= Exercício A =
Reproduza o trecho do texto sobre Hebreus 2:14 que vai de "O texto sagrado" até "Analisemos Hebreus 2:14.", trocando "Bíblia" por "Escritura".

:: Trecho do texto

O SIGNIFICADO DE “os filhos têm participação comum de carne e sangue” EM HEBREUS 2:14

O SIGNIFICADO DE “os filhos têm participação comum de carne e sangue” EM HEBREUS 2:14

INTRODUÇÃO

O texto sagrado sempre será alvo de inúmeras interpretações e diversas formas de se entender o texto ( ou algum texto). O texto é dinâmico por excelência, cabendo variedades de interpretações. O maior problema quanto a dinamicidade do texto é a má interpretação do texto. Ou seja, dar ao texto uma interpretação impossível ao texto, tanto em seu contexto imediato, amplo ou maior. Isto é, ao interpretar qualquer texto em si é imperativo analisar o contexto próximo, os versos ao redor do texto; o contexto maioria, o capítulo ou o livro em questão; e o contexto amplo, a Bíblia toda. Analisemos Hebreus 2:14.

O CONTEXTO

O texto, em seu contexto, fala da pessoa de Jesus Cristo como mediador do Sumo Sacerdócio. Diz o verso 5: “não foi a anjos que sujeitou o mundo”. E continua falando deste mesmo Jesus na primeira metade do verso 8: “todas as coisas sujeitaste debaixo dos seus pés.”, ou seja, dos pés de Cristo. Em contrapartida à figura dos anjos, não sendo a eles que se sujeitou o mundo (verso 5), entra a figura do humano em contrapartida ao elemento angelical. O verso 7 diz que o ser humano foi feito “menor que os anjos”, mas corado de glória e de honra. No verso 9, a figura de Jesus entra, de fato, e explicitamente, em cena. O verso diz: tendo sido feito menor que os anjos, Jesus...”. É lógico que esse texto não agride a dignidade do Cristo divino, pois continua e explica a causa desta “decadência”. O verso continua: por causa do sofrimento da morte. Eis a lógica do argumento Paulino: o que torna o Cristo menor (o sofrimento de morte) também o torna maior ( coroa de glória e de honra), onde esta mesma morte se torna morte mediadora da graça divina.

::::
:: Dados do exercício

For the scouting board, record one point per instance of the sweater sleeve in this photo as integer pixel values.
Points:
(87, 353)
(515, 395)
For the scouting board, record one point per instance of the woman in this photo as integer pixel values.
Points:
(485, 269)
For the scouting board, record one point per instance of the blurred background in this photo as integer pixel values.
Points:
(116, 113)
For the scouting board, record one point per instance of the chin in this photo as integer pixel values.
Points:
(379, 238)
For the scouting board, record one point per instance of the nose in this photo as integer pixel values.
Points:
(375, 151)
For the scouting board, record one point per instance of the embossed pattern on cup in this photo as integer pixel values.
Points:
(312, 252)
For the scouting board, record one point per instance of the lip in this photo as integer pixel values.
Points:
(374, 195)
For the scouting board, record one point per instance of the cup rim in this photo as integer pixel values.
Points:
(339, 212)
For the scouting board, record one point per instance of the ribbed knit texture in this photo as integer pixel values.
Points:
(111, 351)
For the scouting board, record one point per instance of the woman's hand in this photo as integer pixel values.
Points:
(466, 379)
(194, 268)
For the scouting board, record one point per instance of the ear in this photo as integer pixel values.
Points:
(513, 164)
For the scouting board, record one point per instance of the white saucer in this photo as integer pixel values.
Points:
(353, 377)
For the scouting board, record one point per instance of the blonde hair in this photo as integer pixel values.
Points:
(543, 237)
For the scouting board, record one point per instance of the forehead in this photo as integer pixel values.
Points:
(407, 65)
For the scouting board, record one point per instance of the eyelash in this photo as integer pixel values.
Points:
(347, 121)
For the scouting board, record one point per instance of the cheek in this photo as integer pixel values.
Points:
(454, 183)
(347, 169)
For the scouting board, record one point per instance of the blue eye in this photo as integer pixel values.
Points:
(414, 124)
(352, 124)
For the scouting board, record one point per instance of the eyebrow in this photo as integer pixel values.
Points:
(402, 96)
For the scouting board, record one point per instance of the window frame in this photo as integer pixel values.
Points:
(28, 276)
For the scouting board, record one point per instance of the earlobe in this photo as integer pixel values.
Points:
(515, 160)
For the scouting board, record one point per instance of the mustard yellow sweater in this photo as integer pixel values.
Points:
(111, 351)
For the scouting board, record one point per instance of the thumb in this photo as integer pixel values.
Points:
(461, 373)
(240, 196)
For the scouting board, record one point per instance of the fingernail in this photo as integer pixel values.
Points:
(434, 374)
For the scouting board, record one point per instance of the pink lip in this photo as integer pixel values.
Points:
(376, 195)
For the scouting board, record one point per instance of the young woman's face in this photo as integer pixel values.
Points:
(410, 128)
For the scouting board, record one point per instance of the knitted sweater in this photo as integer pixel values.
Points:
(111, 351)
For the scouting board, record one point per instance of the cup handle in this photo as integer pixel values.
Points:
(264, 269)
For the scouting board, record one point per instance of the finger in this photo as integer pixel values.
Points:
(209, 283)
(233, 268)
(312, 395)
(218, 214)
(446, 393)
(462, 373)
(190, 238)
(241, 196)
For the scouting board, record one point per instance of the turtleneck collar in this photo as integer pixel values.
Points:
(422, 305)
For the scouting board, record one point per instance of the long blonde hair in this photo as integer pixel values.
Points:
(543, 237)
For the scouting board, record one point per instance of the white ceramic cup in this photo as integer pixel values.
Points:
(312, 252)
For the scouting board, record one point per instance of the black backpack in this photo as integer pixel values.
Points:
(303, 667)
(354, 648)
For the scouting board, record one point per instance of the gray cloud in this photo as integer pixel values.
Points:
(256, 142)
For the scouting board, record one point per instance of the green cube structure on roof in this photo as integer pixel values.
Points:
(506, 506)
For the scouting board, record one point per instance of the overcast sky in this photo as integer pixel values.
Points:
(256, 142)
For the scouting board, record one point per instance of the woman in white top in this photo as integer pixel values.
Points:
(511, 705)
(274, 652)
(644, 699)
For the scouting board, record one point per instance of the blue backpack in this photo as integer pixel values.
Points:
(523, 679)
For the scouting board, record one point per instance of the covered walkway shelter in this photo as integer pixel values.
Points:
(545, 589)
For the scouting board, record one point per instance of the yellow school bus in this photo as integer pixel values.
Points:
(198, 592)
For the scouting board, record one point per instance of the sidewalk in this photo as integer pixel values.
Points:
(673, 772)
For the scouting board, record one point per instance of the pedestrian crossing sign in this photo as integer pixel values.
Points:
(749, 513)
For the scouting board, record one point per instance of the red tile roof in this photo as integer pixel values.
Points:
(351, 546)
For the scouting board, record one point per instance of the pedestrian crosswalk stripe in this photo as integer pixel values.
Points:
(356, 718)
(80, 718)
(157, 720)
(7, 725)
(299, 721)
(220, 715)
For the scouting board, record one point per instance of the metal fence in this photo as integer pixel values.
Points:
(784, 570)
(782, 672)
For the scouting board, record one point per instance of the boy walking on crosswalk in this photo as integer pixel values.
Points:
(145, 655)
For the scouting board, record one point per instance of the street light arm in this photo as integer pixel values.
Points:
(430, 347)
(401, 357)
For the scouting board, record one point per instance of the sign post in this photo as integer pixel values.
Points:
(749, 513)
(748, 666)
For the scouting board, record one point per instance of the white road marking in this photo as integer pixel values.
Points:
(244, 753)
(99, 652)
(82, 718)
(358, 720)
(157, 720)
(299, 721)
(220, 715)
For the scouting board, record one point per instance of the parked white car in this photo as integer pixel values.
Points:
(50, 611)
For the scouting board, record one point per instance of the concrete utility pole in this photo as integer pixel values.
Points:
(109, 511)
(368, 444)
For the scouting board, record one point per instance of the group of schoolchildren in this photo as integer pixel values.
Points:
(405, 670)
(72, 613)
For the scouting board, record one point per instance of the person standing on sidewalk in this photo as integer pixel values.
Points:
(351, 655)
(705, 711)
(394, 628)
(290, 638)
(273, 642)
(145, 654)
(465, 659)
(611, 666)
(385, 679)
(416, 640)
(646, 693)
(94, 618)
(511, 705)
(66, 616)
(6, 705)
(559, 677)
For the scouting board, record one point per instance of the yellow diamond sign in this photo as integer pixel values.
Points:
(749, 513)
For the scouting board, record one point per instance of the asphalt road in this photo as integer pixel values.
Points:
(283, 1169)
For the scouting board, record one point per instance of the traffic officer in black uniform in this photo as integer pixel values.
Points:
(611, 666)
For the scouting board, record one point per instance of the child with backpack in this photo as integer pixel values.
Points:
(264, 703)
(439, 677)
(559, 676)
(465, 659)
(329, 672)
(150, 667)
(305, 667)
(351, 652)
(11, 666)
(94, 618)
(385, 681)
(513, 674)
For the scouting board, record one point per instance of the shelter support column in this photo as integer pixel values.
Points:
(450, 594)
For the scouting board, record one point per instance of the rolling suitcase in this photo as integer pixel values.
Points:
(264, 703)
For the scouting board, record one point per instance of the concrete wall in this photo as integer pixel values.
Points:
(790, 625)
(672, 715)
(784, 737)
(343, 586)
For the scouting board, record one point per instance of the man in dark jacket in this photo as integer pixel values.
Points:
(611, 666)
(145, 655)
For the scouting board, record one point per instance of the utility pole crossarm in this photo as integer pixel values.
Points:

::::

= Exercício B =
Identifique e copie cada linha que contenha a palavra "pedestrian". Considere a distinção entre maiúsculas e minúsculas.

= Resolução do problema A =
O texto sagrado sempre será alvo de inúmeras interpretações e diversas formas de se entender o texto ( ou algum texto). O texto é dinâmico por excelência, cabendo variedades de interpretações. O maior problema quanto a dinamicidade do texto é a má interpretação do texto. Ou seja, dar ao texto uma interpretação impossível ao texto, tanto em seu contexto imediato, amplo ou maior. Isto é, ao interpretar qualquer texto em si é imperativo analisar o contexto próximo, os versos ao redor do texto; o contexto maioria, o capítulo ou o livro em questão; e o contexto amplo, a Escritura toda. Analisemos Hebreus 2:14.

= Resolução do problema B =
For the scouting board, record one point per instance of the pedestrian crossing sign in this photo as integer pixel values.
For the scouting board, record one point per instance of the pedestrian crosswalk stripe in this photo as integer pixel values.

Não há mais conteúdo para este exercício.